START Provided information
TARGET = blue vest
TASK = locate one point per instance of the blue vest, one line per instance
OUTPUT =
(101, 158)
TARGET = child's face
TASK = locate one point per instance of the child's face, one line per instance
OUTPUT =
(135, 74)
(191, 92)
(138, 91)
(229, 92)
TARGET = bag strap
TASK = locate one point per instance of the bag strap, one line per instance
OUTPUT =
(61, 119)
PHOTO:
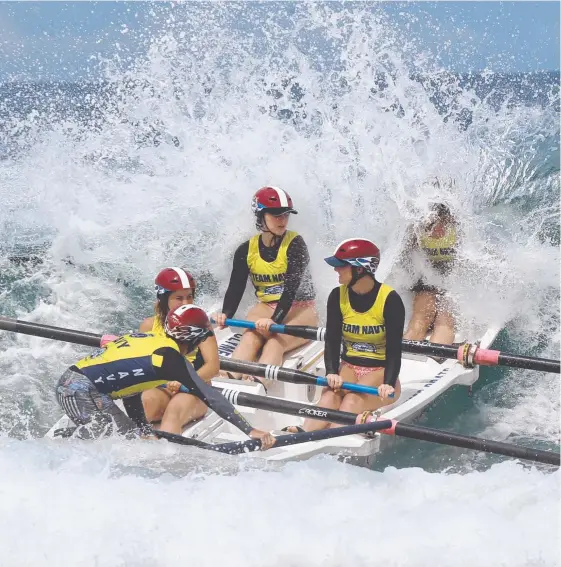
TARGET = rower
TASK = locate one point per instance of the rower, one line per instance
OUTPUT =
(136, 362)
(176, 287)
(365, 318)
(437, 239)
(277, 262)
END Provided information
What this task involves:
Write out every one of the lines above word for word, leaving out any pictures.

Written solution:
TARGET = blue vest
TASK = locate one point per instance of the blue vest, one line per instance
OUTPUT =
(101, 158)
TARGET = child's face
TASK = locate one point per instance of the child's face, one line per instance
OUTPUT =
(135, 74)
(191, 92)
(138, 91)
(229, 92)
TARGET = bag strap
TASK = locate one point per instance of the bag strap, one line per instance
OUTPUT =
(61, 119)
PHOTO:
TARGET = rower
TASK = locate one point per instance of the rower, one line per instance
OUTPUT =
(136, 362)
(176, 287)
(365, 318)
(437, 239)
(277, 262)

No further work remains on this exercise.